DATASET ->

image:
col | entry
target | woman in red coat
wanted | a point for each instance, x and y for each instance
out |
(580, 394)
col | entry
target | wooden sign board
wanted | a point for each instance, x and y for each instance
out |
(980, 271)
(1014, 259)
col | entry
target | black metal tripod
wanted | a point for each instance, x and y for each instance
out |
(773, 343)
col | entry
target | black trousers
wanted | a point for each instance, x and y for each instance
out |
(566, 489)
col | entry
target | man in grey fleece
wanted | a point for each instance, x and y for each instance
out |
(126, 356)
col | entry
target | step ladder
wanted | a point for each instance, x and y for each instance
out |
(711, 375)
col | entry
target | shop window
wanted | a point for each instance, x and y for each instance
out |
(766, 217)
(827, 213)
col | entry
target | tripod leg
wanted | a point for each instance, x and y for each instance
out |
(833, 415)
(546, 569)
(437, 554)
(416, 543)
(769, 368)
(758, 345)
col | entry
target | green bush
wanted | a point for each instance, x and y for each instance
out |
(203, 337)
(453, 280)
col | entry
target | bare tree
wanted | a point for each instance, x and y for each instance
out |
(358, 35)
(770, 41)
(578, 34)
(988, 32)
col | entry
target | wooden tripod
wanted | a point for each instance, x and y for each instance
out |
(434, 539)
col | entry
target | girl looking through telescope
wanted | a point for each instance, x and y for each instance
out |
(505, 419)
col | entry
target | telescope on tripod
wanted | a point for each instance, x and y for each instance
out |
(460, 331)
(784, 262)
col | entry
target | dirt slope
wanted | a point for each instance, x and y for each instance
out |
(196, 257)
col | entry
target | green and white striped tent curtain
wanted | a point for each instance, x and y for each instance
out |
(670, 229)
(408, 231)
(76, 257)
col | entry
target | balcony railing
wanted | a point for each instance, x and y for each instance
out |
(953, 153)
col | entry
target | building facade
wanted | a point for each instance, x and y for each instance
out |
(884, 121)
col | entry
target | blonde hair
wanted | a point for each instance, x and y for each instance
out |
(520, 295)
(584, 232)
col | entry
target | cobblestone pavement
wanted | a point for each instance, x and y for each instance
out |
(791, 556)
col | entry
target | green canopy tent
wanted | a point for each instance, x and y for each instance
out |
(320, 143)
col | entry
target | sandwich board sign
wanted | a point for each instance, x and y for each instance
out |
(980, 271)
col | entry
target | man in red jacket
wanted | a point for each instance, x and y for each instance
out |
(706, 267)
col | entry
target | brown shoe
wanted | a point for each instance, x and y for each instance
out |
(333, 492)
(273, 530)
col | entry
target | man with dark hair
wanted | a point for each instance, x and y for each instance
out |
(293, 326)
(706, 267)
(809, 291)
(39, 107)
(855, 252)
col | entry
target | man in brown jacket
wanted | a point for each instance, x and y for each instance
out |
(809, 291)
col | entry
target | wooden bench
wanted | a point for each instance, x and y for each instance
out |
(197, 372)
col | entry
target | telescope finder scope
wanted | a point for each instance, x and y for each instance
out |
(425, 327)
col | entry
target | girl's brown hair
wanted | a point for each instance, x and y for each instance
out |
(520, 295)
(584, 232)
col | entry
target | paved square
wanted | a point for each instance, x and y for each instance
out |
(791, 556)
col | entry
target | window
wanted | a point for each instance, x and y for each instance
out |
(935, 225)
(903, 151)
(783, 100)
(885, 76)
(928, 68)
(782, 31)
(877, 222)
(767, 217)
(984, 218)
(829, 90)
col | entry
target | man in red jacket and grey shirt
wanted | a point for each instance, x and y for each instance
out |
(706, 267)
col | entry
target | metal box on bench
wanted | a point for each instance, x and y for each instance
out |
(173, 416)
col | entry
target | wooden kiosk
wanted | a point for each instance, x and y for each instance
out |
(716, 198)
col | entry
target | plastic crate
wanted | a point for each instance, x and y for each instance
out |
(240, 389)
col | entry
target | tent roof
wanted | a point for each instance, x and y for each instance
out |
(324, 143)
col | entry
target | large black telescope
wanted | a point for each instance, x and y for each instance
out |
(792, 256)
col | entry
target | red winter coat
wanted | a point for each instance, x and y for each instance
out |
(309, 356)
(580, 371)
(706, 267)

TASK PROMPT ->
Write the entries above out again, verbatim.

WORKED SOLUTION ->
image:
col | entry
target | woman in red coat
wanted | a point for each instance, x and y for each instance
out |
(580, 394)
col | entry
target | wooden sign board
wanted | a point for each instance, x and y for each instance
out |
(980, 271)
(1014, 259)
col | entry
target | black metal tripod
wanted | a point for each instance, x and y for each instance
out |
(773, 343)
col | entry
target | black trousers
wanted | a point for each instance, x and y for each instance
out |
(566, 489)
col | entry
target | man in grey fleece
wanted | a point for each instance, x and y for each instance
out |
(126, 356)
col | entry
target | step ladder
wanted | a point for each instance, x and y for each instance
out |
(711, 375)
col | entry
target | shop window
wanted | a point for each instance, x and y for each instance
out |
(766, 217)
(827, 213)
col | entry
target | tripod leg
wanted | a point for each instance, x and y for each instance
out |
(833, 415)
(546, 569)
(437, 554)
(416, 543)
(769, 368)
(758, 345)
col | entry
target | green bush
wanted | a point for each instance, x and y for each instance
out |
(203, 337)
(453, 280)
col | entry
target | bare tree
wanted | a point for each instance, x and y for each instance
out |
(358, 35)
(770, 41)
(578, 34)
(988, 32)
col | entry
target | wooden tripod
wanted | a point for each instance, x and y for each instance
out |
(434, 539)
col | entry
target | girl looking through telescope
wanted | a point for each instance, x and y for each instance
out |
(505, 419)
col | entry
target | telescope on tripod
wanted | a point for each instance, x and y for each instance
out |
(460, 331)
(784, 262)
col | entry
target | dirt slope
wanted | a point for each instance, x and y for each instance
out |
(196, 257)
col | entry
target | green and white striped tent curtain
wanted | a point for each instance, x and y for each instance
out |
(670, 229)
(408, 231)
(76, 257)
col | entry
target | balcony railing
wanted | a point for each instance, x and y for each instance
out |
(953, 153)
col | entry
target | building facade
wanted | a point for each instance, x and y for each instance
out |
(884, 121)
col | entry
target | blonde hair
wanted | a point for each instance, x and y for each instance
out |
(520, 295)
(584, 232)
col | entry
target | cobblestone pavement
wanted | a point for each instance, x and y for each instance
out |
(791, 556)
col | entry
target | green canopy tent
wanted | a point for each instance, x and y for each instance
out |
(320, 143)
col | entry
target | sandwich board sign
wanted | a point for each instance, x and y for each instance
out |
(980, 271)
col | entry
target | man in red jacket
wanted | a point for each instance, x and y for each instance
out |
(706, 267)
col | entry
target | brown shoe
wanted | a point for each instance, x and y for each instance
out |
(333, 492)
(273, 530)
col | entry
target | man with dark hair
wanted | a point for each instance, x and y for each instance
out |
(293, 326)
(706, 267)
(809, 291)
(39, 107)
(855, 252)
col | entry
target | man in brown jacket
wanted | a point for each instance, x and y for each instance
out |
(809, 291)
col | entry
target | wooden bench
wanted | a point for each instance, x and y for each instance
out |
(197, 372)
col | entry
target | telescope finder scope
wanted | a point for each instance, x and y for each instance
out |
(425, 327)
col | entry
target | girl's brown hair
wanted | a point for each instance, x and y for each instance
out |
(520, 295)
(584, 232)
col | entry
target | paved square
wanted | a point for each instance, x and y for each instance
out |
(791, 556)
col | entry
target | window
wanted | a point for each instance, x and y for each instance
out |
(935, 225)
(903, 151)
(783, 100)
(885, 76)
(928, 68)
(782, 31)
(877, 222)
(767, 217)
(984, 218)
(829, 90)
col | entry
target | man in red jacket and grey shirt
wanted | a point for each instance, x and y for each instance
out |
(706, 267)
col | entry
target | metal box on bench
wanted | a point for each instance, x and y for each instance
out |
(173, 416)
col | entry
target | wooden kiosk
wanted | a point for each instance, x and y for each instance
out |
(716, 198)
col | entry
target | plastic crate
wanted | a point for each instance, x and y for each instance
out |
(240, 389)
col | entry
target | tent roof
wanted | a point for each instance, x and y for each instance
out |
(324, 143)
col | entry
target | large black telescope
wanted | a point for each instance, x and y for each instance
out |
(792, 256)
col | entry
target | red winter coat
wanted | a point for each instance, x and y for each instance
out |
(309, 356)
(580, 371)
(706, 267)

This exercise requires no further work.